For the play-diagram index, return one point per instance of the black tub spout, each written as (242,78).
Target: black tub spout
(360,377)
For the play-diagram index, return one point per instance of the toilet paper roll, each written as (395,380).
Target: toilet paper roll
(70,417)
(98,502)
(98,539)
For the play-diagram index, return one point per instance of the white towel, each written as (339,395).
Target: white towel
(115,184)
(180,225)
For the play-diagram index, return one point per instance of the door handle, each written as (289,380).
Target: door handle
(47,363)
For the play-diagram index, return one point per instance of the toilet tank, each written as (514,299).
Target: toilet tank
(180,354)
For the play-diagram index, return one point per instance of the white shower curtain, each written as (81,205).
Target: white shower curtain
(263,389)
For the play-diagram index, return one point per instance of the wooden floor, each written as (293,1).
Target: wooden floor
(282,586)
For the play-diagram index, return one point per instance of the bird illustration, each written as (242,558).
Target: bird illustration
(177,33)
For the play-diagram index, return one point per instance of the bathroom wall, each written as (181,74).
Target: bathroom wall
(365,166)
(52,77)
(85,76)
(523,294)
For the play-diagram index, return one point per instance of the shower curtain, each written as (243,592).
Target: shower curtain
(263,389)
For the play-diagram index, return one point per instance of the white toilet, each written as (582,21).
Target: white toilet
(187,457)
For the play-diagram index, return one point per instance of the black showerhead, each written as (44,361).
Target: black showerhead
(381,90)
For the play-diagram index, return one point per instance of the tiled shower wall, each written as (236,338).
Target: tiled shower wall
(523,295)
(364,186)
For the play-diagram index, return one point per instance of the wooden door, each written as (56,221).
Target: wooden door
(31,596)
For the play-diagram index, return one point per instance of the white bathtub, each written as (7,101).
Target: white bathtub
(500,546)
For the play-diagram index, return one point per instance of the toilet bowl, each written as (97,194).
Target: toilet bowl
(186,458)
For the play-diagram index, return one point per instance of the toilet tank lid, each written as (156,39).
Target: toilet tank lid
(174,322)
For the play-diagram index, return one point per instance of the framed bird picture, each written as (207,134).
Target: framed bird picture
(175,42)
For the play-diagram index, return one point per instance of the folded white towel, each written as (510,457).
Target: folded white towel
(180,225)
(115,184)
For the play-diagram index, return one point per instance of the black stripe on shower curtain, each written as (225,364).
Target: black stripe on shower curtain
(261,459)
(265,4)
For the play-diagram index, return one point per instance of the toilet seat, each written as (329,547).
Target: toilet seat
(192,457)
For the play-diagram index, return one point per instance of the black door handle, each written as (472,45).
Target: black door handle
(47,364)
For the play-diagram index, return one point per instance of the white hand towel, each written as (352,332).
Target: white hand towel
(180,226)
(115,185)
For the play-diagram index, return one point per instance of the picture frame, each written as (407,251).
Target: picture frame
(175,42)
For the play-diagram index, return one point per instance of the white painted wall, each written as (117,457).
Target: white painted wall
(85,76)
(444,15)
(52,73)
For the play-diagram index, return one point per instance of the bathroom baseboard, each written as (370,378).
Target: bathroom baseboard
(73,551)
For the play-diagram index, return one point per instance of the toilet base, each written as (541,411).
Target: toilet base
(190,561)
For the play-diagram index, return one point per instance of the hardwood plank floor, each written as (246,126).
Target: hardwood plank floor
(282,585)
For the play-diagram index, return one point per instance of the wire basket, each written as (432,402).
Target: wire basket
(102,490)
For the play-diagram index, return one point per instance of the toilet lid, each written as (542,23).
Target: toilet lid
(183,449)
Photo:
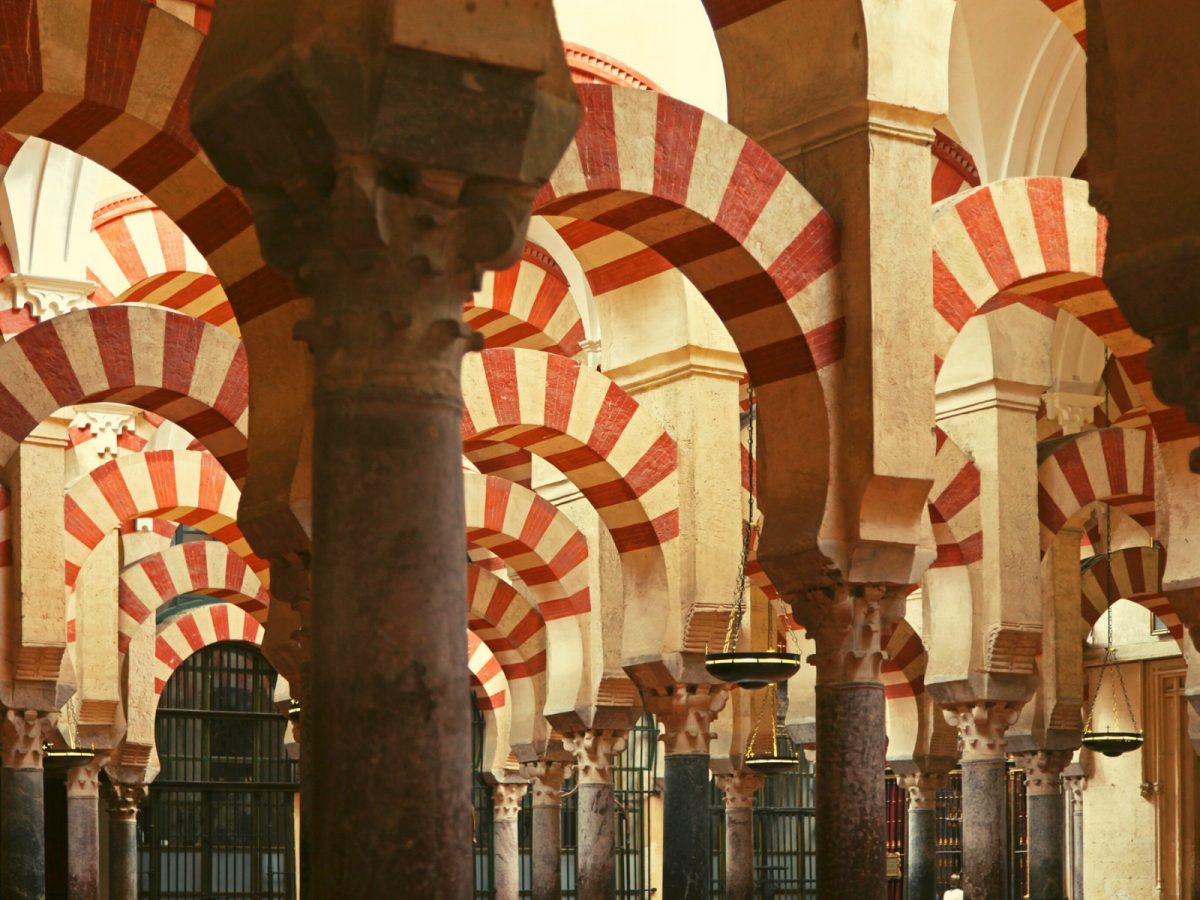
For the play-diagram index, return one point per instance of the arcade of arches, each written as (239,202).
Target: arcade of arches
(361,358)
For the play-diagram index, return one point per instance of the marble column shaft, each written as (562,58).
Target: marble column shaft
(594,750)
(23,811)
(739,790)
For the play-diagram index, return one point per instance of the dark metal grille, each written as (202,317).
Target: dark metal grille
(219,820)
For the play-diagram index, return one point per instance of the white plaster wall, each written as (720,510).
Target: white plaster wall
(671,42)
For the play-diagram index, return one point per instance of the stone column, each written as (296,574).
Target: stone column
(507,868)
(739,790)
(546,781)
(1075,785)
(982,726)
(593,774)
(685,713)
(83,831)
(845,622)
(922,839)
(123,839)
(385,209)
(23,811)
(1044,821)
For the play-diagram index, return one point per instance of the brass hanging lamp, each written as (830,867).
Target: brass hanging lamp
(775,762)
(748,669)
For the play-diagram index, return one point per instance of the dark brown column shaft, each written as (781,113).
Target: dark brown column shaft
(23,811)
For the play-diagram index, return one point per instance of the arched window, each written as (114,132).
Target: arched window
(220,817)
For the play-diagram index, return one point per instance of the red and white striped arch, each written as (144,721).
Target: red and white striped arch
(652,184)
(612,449)
(527,305)
(1111,465)
(171,365)
(195,568)
(180,636)
(534,539)
(183,486)
(1037,237)
(112,79)
(1131,574)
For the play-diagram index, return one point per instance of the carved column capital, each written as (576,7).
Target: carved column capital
(84,780)
(982,725)
(846,622)
(22,736)
(507,798)
(546,780)
(124,798)
(923,787)
(687,713)
(593,754)
(739,787)
(1043,769)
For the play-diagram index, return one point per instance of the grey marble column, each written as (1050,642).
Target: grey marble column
(123,839)
(23,811)
(83,831)
(594,751)
(507,865)
(1044,821)
(921,867)
(546,783)
(982,726)
(739,789)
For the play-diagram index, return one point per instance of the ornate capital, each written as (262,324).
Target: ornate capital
(84,780)
(593,754)
(1043,769)
(687,713)
(923,787)
(982,726)
(546,780)
(124,798)
(739,789)
(507,798)
(846,622)
(46,298)
(24,730)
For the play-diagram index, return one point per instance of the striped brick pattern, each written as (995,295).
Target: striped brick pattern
(181,636)
(1134,574)
(508,624)
(196,568)
(954,505)
(534,539)
(183,486)
(171,365)
(652,184)
(1113,465)
(112,79)
(528,305)
(595,433)
(487,679)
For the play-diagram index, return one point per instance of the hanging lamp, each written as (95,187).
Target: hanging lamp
(748,669)
(1109,742)
(775,762)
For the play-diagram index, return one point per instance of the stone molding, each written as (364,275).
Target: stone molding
(24,731)
(84,780)
(1043,771)
(546,781)
(923,787)
(846,622)
(982,725)
(507,798)
(739,789)
(45,297)
(593,751)
(687,713)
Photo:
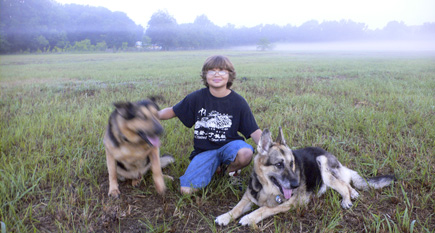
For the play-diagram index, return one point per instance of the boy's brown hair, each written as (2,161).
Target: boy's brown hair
(218,62)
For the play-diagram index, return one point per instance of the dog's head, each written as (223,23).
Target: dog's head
(276,163)
(139,121)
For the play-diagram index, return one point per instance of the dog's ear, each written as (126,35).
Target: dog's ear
(280,139)
(125,109)
(265,142)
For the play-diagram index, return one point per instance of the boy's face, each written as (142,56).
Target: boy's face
(217,78)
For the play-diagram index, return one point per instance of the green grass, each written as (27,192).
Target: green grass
(374,111)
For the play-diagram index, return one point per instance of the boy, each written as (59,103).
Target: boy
(218,114)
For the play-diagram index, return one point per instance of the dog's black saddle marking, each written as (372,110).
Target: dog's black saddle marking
(255,186)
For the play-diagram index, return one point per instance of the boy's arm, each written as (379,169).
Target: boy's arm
(166,114)
(256,136)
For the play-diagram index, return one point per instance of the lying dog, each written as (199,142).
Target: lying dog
(132,145)
(282,178)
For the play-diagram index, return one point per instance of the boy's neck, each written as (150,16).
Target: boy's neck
(219,92)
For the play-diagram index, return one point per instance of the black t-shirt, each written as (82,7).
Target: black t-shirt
(217,121)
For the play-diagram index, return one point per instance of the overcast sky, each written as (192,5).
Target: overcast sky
(374,13)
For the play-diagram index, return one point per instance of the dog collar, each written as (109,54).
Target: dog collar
(278,199)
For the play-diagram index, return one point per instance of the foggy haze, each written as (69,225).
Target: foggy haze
(360,46)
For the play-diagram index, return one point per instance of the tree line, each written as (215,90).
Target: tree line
(47,26)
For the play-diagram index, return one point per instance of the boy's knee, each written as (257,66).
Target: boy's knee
(187,190)
(245,156)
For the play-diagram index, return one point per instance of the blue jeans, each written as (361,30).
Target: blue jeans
(203,166)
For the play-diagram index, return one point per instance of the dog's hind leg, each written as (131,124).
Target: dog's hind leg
(113,180)
(242,207)
(157,171)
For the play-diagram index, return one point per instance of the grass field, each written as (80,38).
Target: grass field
(374,111)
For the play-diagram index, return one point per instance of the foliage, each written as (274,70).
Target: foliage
(29,25)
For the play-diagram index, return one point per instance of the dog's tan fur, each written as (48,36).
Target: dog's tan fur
(129,153)
(282,178)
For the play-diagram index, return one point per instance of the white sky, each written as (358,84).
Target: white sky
(374,13)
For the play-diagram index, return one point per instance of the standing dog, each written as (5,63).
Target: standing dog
(132,144)
(282,178)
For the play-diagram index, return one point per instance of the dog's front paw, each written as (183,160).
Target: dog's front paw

::::

▶ _SHORT TASK_
Lay out the part of the records that opens with the line containing "written as (358,84)." and closes with the last line of the records as a Markdown table with the columns No. and Text, one numbered row per line and no rows for blank lines.

▶ _ANSWER IN FULL_
| No. | Text |
|---|---|
| 1 | For the play-diagram index, return one point per instance of the white sky, each written as (358,84). |
| 2 | Target: white sky |
| 3 | (374,13) |
| 4 | For the play-diagram index, return one point per instance of the standing dog, each written as (5,63). |
| 5 | Target: standing dog |
| 6 | (132,144) |
| 7 | (282,178) |
| 8 | For the play-diagram index, return one point per instance of the dog's front paw, each written as (183,160). |
| 9 | Target: dog's front paw |